◆ Your task:
Begin with the line containing "Could you point to the white wall" and reproduce it and all later lines exactly, through the last line of the records. Add nothing else.
***** Extracted material
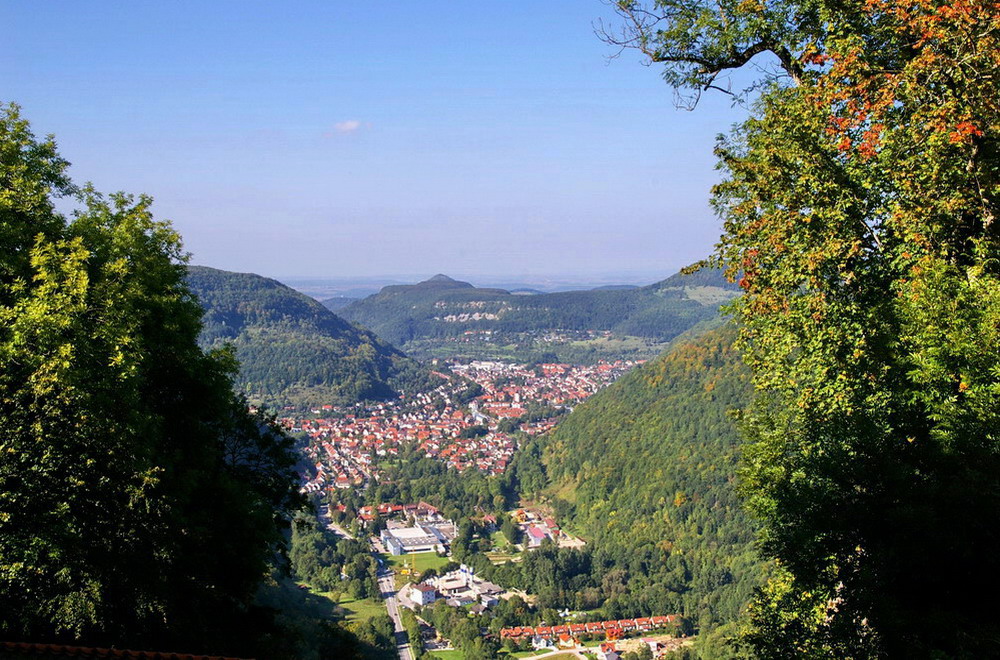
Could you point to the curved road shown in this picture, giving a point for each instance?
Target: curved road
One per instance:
(387, 588)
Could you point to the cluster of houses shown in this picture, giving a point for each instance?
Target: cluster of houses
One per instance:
(542, 636)
(508, 388)
(536, 529)
(458, 588)
(607, 650)
(343, 448)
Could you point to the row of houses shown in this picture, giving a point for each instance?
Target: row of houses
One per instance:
(610, 629)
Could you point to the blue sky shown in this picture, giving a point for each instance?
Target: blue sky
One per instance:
(334, 139)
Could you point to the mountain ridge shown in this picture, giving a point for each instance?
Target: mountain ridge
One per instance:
(292, 350)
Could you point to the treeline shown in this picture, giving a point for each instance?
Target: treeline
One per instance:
(292, 350)
(644, 470)
(141, 503)
(340, 567)
(660, 311)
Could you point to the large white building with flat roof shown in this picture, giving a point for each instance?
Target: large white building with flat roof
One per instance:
(403, 540)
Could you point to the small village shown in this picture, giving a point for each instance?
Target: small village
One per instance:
(345, 446)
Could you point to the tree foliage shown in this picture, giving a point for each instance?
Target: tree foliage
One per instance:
(292, 350)
(860, 210)
(140, 501)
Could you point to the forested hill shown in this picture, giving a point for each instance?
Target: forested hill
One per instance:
(442, 307)
(644, 471)
(292, 350)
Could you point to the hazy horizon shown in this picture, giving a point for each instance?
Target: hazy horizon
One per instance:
(344, 140)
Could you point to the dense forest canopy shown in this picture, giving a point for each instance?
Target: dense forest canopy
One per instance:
(442, 307)
(645, 471)
(860, 201)
(292, 350)
(141, 504)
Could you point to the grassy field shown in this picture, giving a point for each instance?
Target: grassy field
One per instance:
(455, 654)
(360, 609)
(420, 561)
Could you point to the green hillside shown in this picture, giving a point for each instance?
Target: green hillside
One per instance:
(292, 350)
(644, 471)
(442, 317)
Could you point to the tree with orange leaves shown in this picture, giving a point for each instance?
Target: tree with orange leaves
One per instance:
(860, 203)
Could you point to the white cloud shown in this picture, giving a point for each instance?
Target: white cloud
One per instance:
(348, 126)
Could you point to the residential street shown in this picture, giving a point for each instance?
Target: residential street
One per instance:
(387, 589)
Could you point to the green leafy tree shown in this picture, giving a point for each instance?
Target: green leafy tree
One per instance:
(140, 501)
(860, 202)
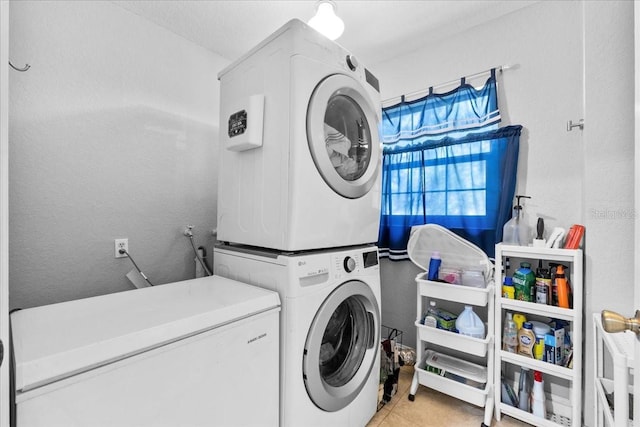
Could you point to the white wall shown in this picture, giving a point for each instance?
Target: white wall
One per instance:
(568, 53)
(113, 134)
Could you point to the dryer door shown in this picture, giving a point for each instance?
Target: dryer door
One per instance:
(342, 346)
(342, 131)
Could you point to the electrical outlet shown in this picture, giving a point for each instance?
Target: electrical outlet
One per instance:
(121, 244)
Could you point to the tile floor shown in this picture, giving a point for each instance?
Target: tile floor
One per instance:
(431, 408)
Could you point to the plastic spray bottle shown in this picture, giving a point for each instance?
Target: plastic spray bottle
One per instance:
(562, 287)
(510, 335)
(538, 407)
(524, 390)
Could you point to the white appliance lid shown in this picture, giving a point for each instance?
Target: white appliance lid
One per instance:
(59, 340)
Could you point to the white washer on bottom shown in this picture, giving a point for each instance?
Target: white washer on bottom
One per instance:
(329, 329)
(194, 353)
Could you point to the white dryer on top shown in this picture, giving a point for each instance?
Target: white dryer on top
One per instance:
(300, 152)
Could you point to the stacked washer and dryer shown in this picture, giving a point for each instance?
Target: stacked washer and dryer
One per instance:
(298, 213)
**********
◆ Response:
Could you point to the white wall shown in this picture, giving a point for each instance?
Target: white wall
One per instance:
(568, 53)
(113, 134)
Could you point to the dryer door shown in this picture, giving a point for each instance?
Target: dryer door
One per instance:
(342, 346)
(342, 131)
Could you point to the electrical outlet shown in this picture, giving a point for each instance?
Target: electrical outlet
One per instance:
(121, 244)
Could you point to the tile floor shown in this picture, giving a point for each instance?
Target: tile floor
One per instance:
(431, 408)
Could you point to the plastic spray bottle shown in this picture, giving a point for each instance?
Target: plastic spray bottle
One per instance:
(562, 287)
(510, 335)
(538, 407)
(524, 390)
Could you point to the white appliance lid shown in this picture, giving a point for each instance?
Target: white appliance lid
One per instance:
(59, 340)
Could you point to the white washer on bottom shown in this picture, giving a point for each instance?
Target: white washer on bottom
One per instance:
(329, 329)
(194, 353)
Could you point to the white dryer on top shown in this picture, giving a point for each instance?
Target: white dryer on top
One per instance:
(300, 152)
Could you point to the stacked washer and dryer shown in this picture, giving a point for each instance?
Target: stacked washer and dryer
One per instance:
(298, 213)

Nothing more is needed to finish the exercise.